* **Instrucciones a seguir**
Según el texto sobre los prisioneros del Ártico soviético, ¿qué nombre dio el poder soviético de entonces a la vía férrea que estos debían construir?

* **Texto extraído**

Quienes anduvieron hace siete décadas por estos remotos parajes carecían no solo del calzado y los aperos adecuados, sino también de la fascinación del caminante ártico actual, amén de la curiosidad del estudioso de la mineralogía. Eran, en realidad, miles de macilentos prisioneros, muchos de ellos políticos, con hambre perenne, consumidos por el frío y maltratados de forma recurrente por sus guardas, bregando, en régimen de esclavitud, para un país y un Gobierno que en 1917 había proclamado el final de la sociedad de clases.

EL CAMINO DE LA MUERTE

Cumplían prolongadas condenas penitenciarias que incluían los trabajos forzados, y tenían ante sí un cometido que posteriormente se revelaría irracional, absurdo y sin lógica económica alguna: construir una línea férrea entre las localidades árticas de Vorkutá, Labytnangui, Salekhard, Igarka y Norilsk, una vía de transporte denominada por el poder soviético de entonces como Línea Principal Transpolar y que escritores de la generación inmediatamente posterior terminaron apodando como Miortvaya Doroga (camino de la muerte).

* **Datos proporcionados**
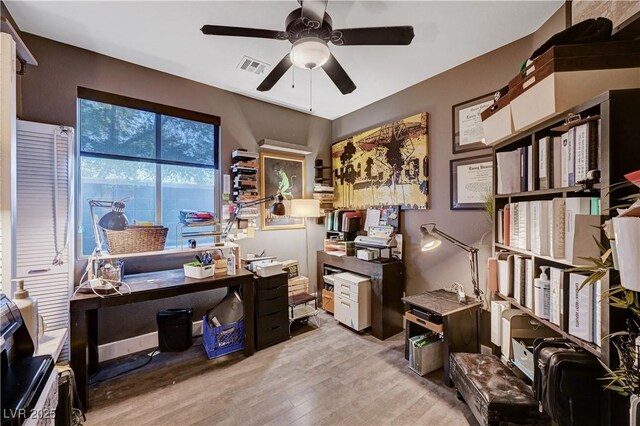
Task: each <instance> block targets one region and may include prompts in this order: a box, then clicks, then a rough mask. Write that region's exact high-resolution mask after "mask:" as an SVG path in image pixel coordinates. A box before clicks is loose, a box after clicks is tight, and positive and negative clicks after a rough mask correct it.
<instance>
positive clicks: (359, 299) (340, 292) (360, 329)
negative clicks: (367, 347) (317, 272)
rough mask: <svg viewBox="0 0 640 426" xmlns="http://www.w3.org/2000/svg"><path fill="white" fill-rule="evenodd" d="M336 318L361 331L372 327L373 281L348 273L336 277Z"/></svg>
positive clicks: (336, 276) (338, 320)
mask: <svg viewBox="0 0 640 426" xmlns="http://www.w3.org/2000/svg"><path fill="white" fill-rule="evenodd" d="M334 282H335V285H334V310H335V312H334V318H335V319H336V320H338V321H339V322H341V323H343V324H345V325H347V326H349V327H351V328H353V329H354V330H357V331H360V330H364V329H365V328H367V327H369V326H370V325H371V280H370V279H369V278H368V277H363V276H360V275H355V274H351V273H348V272H345V273H342V274H336V275H335V276H334Z"/></svg>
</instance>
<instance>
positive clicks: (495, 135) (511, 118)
mask: <svg viewBox="0 0 640 426" xmlns="http://www.w3.org/2000/svg"><path fill="white" fill-rule="evenodd" d="M480 118H481V119H482V128H483V132H484V143H485V144H486V145H491V144H494V143H496V142H498V141H500V140H502V139H504V138H506V137H508V136H510V135H511V134H512V133H513V132H514V131H515V128H514V126H513V118H512V116H511V96H510V94H509V93H507V94H506V95H505V96H502V97H501V98H500V99H498V102H494V103H493V105H491V106H490V107H489V108H487V109H485V110H484V111H482V112H481V113H480Z"/></svg>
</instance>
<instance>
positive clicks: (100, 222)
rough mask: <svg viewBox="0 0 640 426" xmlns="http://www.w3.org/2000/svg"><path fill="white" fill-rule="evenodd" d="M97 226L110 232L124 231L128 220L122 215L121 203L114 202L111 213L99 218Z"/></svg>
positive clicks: (126, 218)
mask: <svg viewBox="0 0 640 426" xmlns="http://www.w3.org/2000/svg"><path fill="white" fill-rule="evenodd" d="M98 225H100V226H101V227H102V228H104V229H109V230H111V231H124V230H125V229H127V226H129V220H128V219H127V216H125V214H124V203H123V202H121V201H116V202H114V203H113V206H112V208H111V211H110V212H109V213H107V214H105V215H104V216H102V218H100V221H99V222H98Z"/></svg>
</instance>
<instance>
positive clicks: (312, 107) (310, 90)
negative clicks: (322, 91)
mask: <svg viewBox="0 0 640 426" xmlns="http://www.w3.org/2000/svg"><path fill="white" fill-rule="evenodd" d="M312 111H313V71H312V70H311V69H309V112H312Z"/></svg>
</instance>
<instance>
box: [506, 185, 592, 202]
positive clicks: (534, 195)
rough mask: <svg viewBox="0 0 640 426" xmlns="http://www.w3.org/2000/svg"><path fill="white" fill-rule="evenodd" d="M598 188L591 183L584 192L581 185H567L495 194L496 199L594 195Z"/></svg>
mask: <svg viewBox="0 0 640 426" xmlns="http://www.w3.org/2000/svg"><path fill="white" fill-rule="evenodd" d="M599 190H600V184H595V185H593V189H592V190H591V191H589V192H586V191H585V190H584V188H583V187H582V186H581V185H578V186H569V187H566V188H550V189H536V190H533V191H526V192H513V193H511V194H496V195H495V197H496V199H509V198H546V197H548V196H554V195H555V196H564V195H567V194H576V195H585V196H592V195H596V194H597V193H598V192H597V191H599Z"/></svg>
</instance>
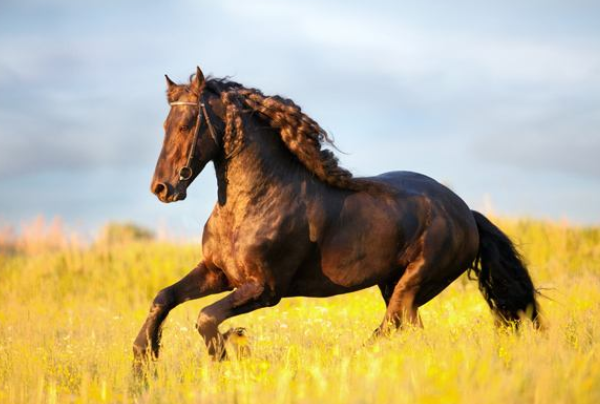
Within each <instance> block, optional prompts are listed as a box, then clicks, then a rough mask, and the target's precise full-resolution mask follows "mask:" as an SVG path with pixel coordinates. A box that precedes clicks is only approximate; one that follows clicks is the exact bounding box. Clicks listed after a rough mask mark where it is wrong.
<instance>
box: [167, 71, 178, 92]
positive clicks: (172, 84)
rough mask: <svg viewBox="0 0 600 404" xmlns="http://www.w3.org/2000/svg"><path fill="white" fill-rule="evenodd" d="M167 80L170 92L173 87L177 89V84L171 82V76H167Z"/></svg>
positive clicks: (167, 84)
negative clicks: (170, 77) (175, 87)
mask: <svg viewBox="0 0 600 404" xmlns="http://www.w3.org/2000/svg"><path fill="white" fill-rule="evenodd" d="M165 79H166V80H167V88H168V89H169V90H170V89H171V88H172V87H175V86H176V85H177V84H175V82H174V81H173V80H171V79H170V78H169V76H167V75H166V74H165Z"/></svg>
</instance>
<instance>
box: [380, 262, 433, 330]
mask: <svg viewBox="0 0 600 404" xmlns="http://www.w3.org/2000/svg"><path fill="white" fill-rule="evenodd" d="M423 269H424V261H423V260H422V259H421V260H418V261H414V262H412V263H411V264H409V265H408V266H407V268H406V270H405V271H404V274H403V275H402V277H401V278H400V280H399V281H398V282H397V283H396V285H395V286H393V289H391V285H384V286H382V285H379V288H380V290H381V293H382V295H383V298H384V300H385V301H386V305H387V308H386V313H385V316H384V318H383V321H382V323H381V325H380V326H379V327H378V328H377V329H376V330H375V332H374V333H373V336H372V337H371V340H373V339H376V338H379V337H381V336H387V335H389V334H390V333H391V332H393V331H394V330H396V329H398V328H400V327H402V326H405V325H412V326H416V327H423V323H422V321H421V317H420V316H419V313H418V305H417V303H416V296H417V293H418V292H419V288H420V286H421V284H420V280H421V278H422V276H421V274H422V271H423ZM390 291H391V293H390Z"/></svg>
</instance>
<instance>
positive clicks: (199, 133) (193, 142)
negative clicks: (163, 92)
mask: <svg viewBox="0 0 600 404" xmlns="http://www.w3.org/2000/svg"><path fill="white" fill-rule="evenodd" d="M170 105H171V106H173V105H191V106H196V105H197V106H198V116H197V118H196V127H195V128H194V138H193V139H192V147H191V149H190V153H189V154H188V159H187V163H186V165H185V166H183V167H181V169H180V170H179V181H188V180H190V179H191V178H192V177H193V176H194V170H193V169H192V162H193V161H194V159H195V158H196V148H197V147H198V146H197V145H198V137H199V136H200V129H201V128H202V115H204V117H205V120H206V126H208V132H209V133H210V137H212V138H213V140H214V142H215V144H216V145H217V147H219V141H218V140H217V135H216V133H215V129H214V127H213V126H212V124H211V122H210V117H209V115H208V111H207V110H206V106H205V105H204V103H203V102H202V101H200V102H198V103H197V104H196V103H195V102H188V101H175V102H171V103H170Z"/></svg>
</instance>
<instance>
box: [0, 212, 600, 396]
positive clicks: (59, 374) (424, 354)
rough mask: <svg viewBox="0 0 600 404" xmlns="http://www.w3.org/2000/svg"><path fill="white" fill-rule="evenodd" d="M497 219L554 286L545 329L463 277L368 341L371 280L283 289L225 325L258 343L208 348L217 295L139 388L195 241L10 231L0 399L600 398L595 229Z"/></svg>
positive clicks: (6, 273)
mask: <svg viewBox="0 0 600 404" xmlns="http://www.w3.org/2000/svg"><path fill="white" fill-rule="evenodd" d="M496 222H497V223H498V224H499V225H500V227H501V228H503V229H504V230H505V231H507V232H508V233H509V235H510V236H511V237H513V238H514V239H515V240H516V241H517V243H518V244H519V246H520V249H521V251H522V252H523V255H524V256H525V258H526V259H527V261H528V262H529V266H530V270H531V273H532V276H533V278H534V280H535V282H536V284H537V285H538V286H540V287H541V288H542V293H543V294H544V295H545V296H547V298H543V299H542V300H541V305H542V309H543V314H544V318H545V320H546V325H547V329H546V330H545V331H544V332H537V331H535V330H533V329H530V328H528V327H525V328H524V329H523V330H521V331H520V332H519V333H518V334H515V333H511V332H507V331H505V330H497V329H495V328H494V326H493V320H492V317H491V315H490V313H489V310H488V309H487V307H486V305H485V303H484V300H483V299H482V298H481V296H480V294H479V292H478V291H477V285H476V283H475V282H472V281H469V280H468V279H466V277H463V278H461V279H459V280H458V281H457V282H455V283H454V284H453V285H452V286H451V287H450V288H448V289H447V290H446V291H445V292H444V293H442V294H441V295H440V296H439V297H437V298H436V299H434V300H433V301H431V302H430V303H428V304H427V305H425V306H424V307H423V308H422V309H421V315H422V317H423V322H424V325H425V328H424V329H415V330H406V331H403V332H399V333H397V334H395V335H394V336H393V337H392V338H390V339H387V340H383V341H381V342H380V343H379V344H376V345H374V346H369V347H364V346H363V343H364V342H365V340H367V338H368V337H369V335H370V333H371V332H372V330H373V329H375V327H376V326H377V325H378V324H379V322H380V321H381V319H382V316H383V312H384V305H383V302H382V299H381V298H380V296H379V294H378V292H377V291H376V290H374V289H369V290H366V291H363V292H358V293H354V294H349V295H345V296H338V297H334V298H330V299H301V298H295V299H288V300H284V301H283V302H282V303H281V304H280V305H278V306H276V307H274V308H270V309H264V310H259V311H257V312H254V313H251V314H248V315H245V316H240V317H236V318H234V319H231V320H229V321H228V322H227V323H226V324H224V326H223V329H226V328H228V327H229V326H242V327H247V329H248V334H249V339H250V342H249V344H250V348H251V355H250V357H248V358H244V359H241V360H236V359H235V358H234V359H232V360H230V361H228V362H224V363H214V362H211V361H210V360H209V359H208V358H207V356H206V354H205V352H204V349H203V344H202V343H201V340H200V338H199V336H198V335H197V333H196V331H195V330H194V322H195V319H196V316H197V313H198V311H199V310H200V308H201V307H203V306H204V305H206V304H208V303H209V302H211V301H214V300H215V299H217V298H218V296H216V297H209V298H205V299H202V300H200V301H194V302H188V303H186V304H184V305H182V306H181V307H179V308H177V309H175V310H174V312H173V313H172V314H171V316H170V317H169V319H168V320H167V322H166V324H165V330H164V333H163V343H164V346H163V350H162V354H161V358H160V360H159V362H158V363H157V365H156V377H154V378H151V379H150V380H149V382H148V385H147V387H145V388H140V386H138V385H137V384H135V383H134V382H133V379H132V375H131V359H132V354H131V344H132V341H133V338H134V337H135V335H136V333H137V331H138V328H139V326H140V325H141V323H142V321H143V320H144V318H145V315H146V312H147V309H148V307H149V304H150V301H151V300H152V298H153V296H154V294H155V293H156V292H157V291H158V290H159V289H161V288H162V287H164V286H166V285H168V284H170V283H172V282H174V281H176V280H178V279H179V278H180V277H181V276H182V275H184V274H185V273H187V271H188V270H189V269H191V268H192V267H193V265H194V264H195V263H196V262H197V261H198V260H199V259H200V256H201V253H200V247H199V246H198V245H184V244H175V243H167V242H158V241H152V240H146V241H135V240H133V241H128V242H119V243H106V242H100V243H92V244H88V245H87V246H83V244H82V243H77V242H73V241H72V238H70V237H66V236H65V237H64V240H63V241H64V242H62V243H61V244H60V245H44V243H41V244H39V245H37V246H36V243H35V242H34V240H33V239H30V240H29V244H27V243H25V244H23V243H21V244H19V243H16V244H14V243H13V246H12V247H11V248H4V250H3V252H2V253H0V402H2V403H58V402H75V403H79V402H81V403H87V402H132V401H133V402H140V403H188V402H189V403H254V402H261V403H265V402H268V403H280V402H281V403H313V402H332V403H368V402H377V403H384V402H390V403H404V402H406V403H430V402H446V403H451V402H459V403H516V402H519V403H521V402H530V403H598V402H600V354H599V348H600V344H599V343H598V339H599V337H600V305H599V302H600V228H579V227H572V226H569V225H566V224H558V223H548V222H539V221H532V220H508V219H503V220H499V219H496ZM7 234H8V233H7ZM55 236H56V235H55ZM63 236H64V235H63ZM11 237H13V239H14V238H15V237H17V238H18V237H32V236H31V235H26V234H24V233H23V234H22V235H21V236H14V235H13V236H11ZM70 240H71V241H70ZM38 243H39V240H38ZM25 245H26V246H28V247H23V246H25ZM19 246H20V247H19Z"/></svg>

* **Ejercicio resuelto**
Línea Principal Transpolar.